▶ _Exercice 1_
Recopiez mot pour mot le passage du texte sur la gouvernance et le sida en Afrique qui commence par « Plus de revenu » et se termine par « pas le message. ».
▶ _Exercice 2_
Relevez chacun des noms de pays ou de continents cités dans le texte sur la gouvernance et le sida en Afrique, sans répéter un nom déjà relevé.

▶ _Texte de lecture_
--------------------------------------------------
Face à cette situation, au-delà de la prévention ou des traitements, l’Afrique a besoin d’améliorer ses institutions pour lutter efficacement contre cette pandémie globale. D’abord parce qu’avec une meilleure gouvernance, on peut au moins être sûr que les moyens débloqués tant pour la prévention que pour le traitement arriveront à destination. Ensuite parce que la bonne gouvernance crée la croissance économique, et donc réduit la pauvreté via l’augmentation des possibilités. Or il existe une forte corrélation entre le revenu et le taux de prévalence du sida. 11% de la population à bas risque du quintile le plus pauvre est touchée par le virus alors que cette proportion n’est que de 0,9% pour le quintile le plus aisé. Les 10 pays les plus riches selon le PIB per capita en valeur de parité pouvoir d’achat (PPA) ont un taux de prévalence du sida de 0,27%, alors que les pays les plus 10 pauvres (en excluant l’Afghanistan, seul pays non africain se retrouvant parmi les 11 derniers du monde) ont un taux de prévalence de presque 5%. Il est logique que les pays riches s’en sortent grossièrement mieux que les pays pauvres d’Afrique.
Plus de revenu signifie avoir accès à plus d’informations et d’instructions. Ce qui n’est pas évident en Afrique, où l’information est moins fluide et où le taux d’alphabétisme n’est que 60 %, alors qu’en Europe par exemple il frôle le 100%. N’oublions pas également que ce taux est quelque peu à relativiser en termes de qualité pour l’Afrique, étant donné la probabilité qu’elle soit affectée négativement par la corruption discrète, caractéristique majeure de ce continent. Dans une telle situation, on comprend qu’une bonne partie de la population ne saisit pas le message.
--------------------------------------------------
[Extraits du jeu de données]
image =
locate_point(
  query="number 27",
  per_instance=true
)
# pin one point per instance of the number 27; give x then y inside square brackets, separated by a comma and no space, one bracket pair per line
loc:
--------------------------------------------------
▶ _Corrigé 1_
Plus de revenu signifie avoir accès à plus d’informations et d’instructions. Ce qui n’est pas évident en Afrique, où l’information est moins fluide et où le taux d’alphabétisme n’est que 60 %, alors qu’en Europe par exemple il frôle le 100%. N’oublions pas également que ce taux est quelque peu à relativiser en termes de qualité pour l’Afrique, étant donné la probabilité qu’elle soit affectée négativement par la corruption discrète, caractéristique majeure de ce continent. Dans une telle situation, on comprend qu’une bonne partie de la population ne saisit pas le message.

▶ _Corrigé 2_
Afrique, Afghanistan, Europe